== Passage to read ==
Last Week’s Links

Last Week's Links

Older Americans Are Increasingly Unwilling — Or Unable — To Retire

“About 1 in 4 adults age 65 and older is now in the workforce. That number is expected to increase, making it the fastest-growing group of workers in the country.”

This article from National Public Radio (NPR) looks at why so many older adults continue to work after age 65.

Lifestyle changes, not a magic pill, can reverse Alzheimer’s

Clayton Dalton, a medical resident at the Massachusetts General Hospital in Boston, reports on results of study out of UCLA that suggest lifestyle changes may be more important than medication in treating Alzheimer’s disease. 

the researchers used a protocol consisting of a variety of different lifestyle modifications to optimise metabolic parameters – such as inflammation and insulin resistance – that are associated with Alzheimer’s disease. Participants were counselled to change their diet (a lot of veggies), exercise, develop techniques for stress management, and improve their sleep, among other interventions. The most common ‘side effect’ was weight loss.

Dalton points out that the study was small. As with all medical research, further study is necessary to replicate and strengthen findings. Still, he concludes, “it’s time to start taking these approaches much more seriously. The prevalence of Alzheimer’s disease is expected to triple over the next three decades, to nearly 14 million in the United States alone.”
===
■ List of tasks
1. In the links roundup, why does Dalton say it is time to take lifestyle approaches to Alzheimer's much more seriously? Answer in one to three sentences.
2. Carry on the links roundup from its last sentence.
The data that follows comes from a separate source.
== Recorded data ==
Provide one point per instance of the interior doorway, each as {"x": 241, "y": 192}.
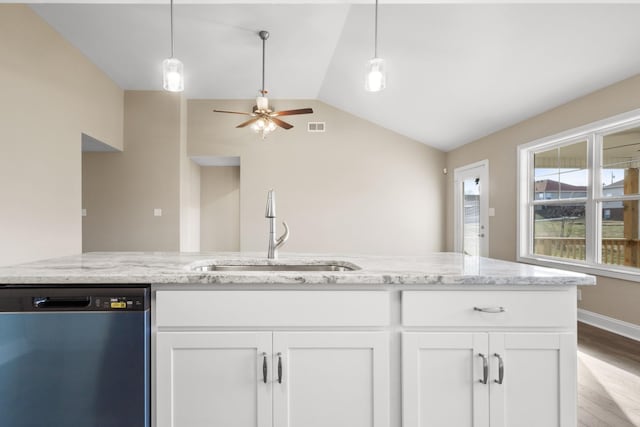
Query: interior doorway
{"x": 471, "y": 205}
===
== Recorded data ==
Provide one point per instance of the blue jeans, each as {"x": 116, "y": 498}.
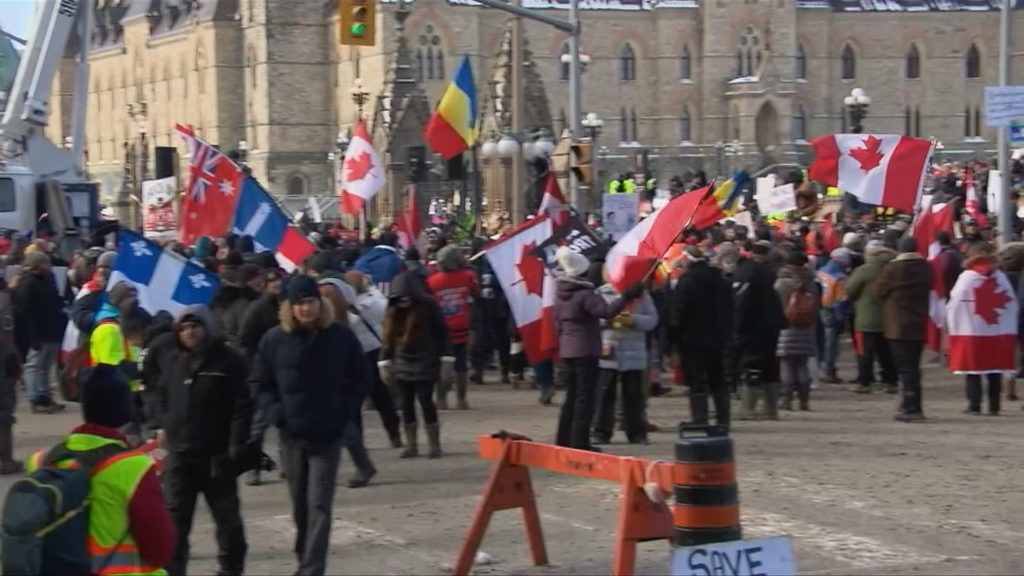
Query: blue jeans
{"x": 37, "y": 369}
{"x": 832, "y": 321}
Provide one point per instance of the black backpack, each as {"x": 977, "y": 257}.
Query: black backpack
===
■ Task-by-task results
1. The prevalence of Alzheimer's disease is expected to triple over the next three decades. That would mean nearly 14 million cases in the United States alone.

2.
For Sale: Jane Austen’s Wince-Inducing Descriptions of 19th-Century Dentistry

Check out this interesting article from Atlas Obscura for photos and discussion of the state of dentistry when Jane Austen wrote this letter to her sister in 1813. “At the time Austen penned the letter, dentistry was still painfully unstandardized. Treatments varied widely, and troublesome teeth were often yanked out by people from all sorts of professions.”

The search for one woman’s family led a reporter to find her own roots using oral history, archives and DNA tests. It also led to stunning results

Deborah Barfield Berry explains “My search was sparked by an assignment from USA TODAY to write about a family in Hampton, Virginia, who believes its members are descended from the first Africans brought to the English colonies in 1619. If their claim is true, they are connected to a founding American family, heirs of a legacy history has ignored.” The family name is Tucker, and Berry knew that her grandmother’s last name was Tucker and that she was from a place near Hampton, Virginia. So Berry thought, “What if, in this world of six degrees of separation, I was related to the family I was writing about?”

‘I’M A NEUROLOGIST, AND THESE ARE THE 5 THINGS I DO TO KEEP MY BRAIN HEALTHY’

“Ajeet Sodhi, MD, a neurologist and the director of neurocritical care at the California Institute of Neuroscience, shares the habits and activities he does to promote and improve brain function every single day.”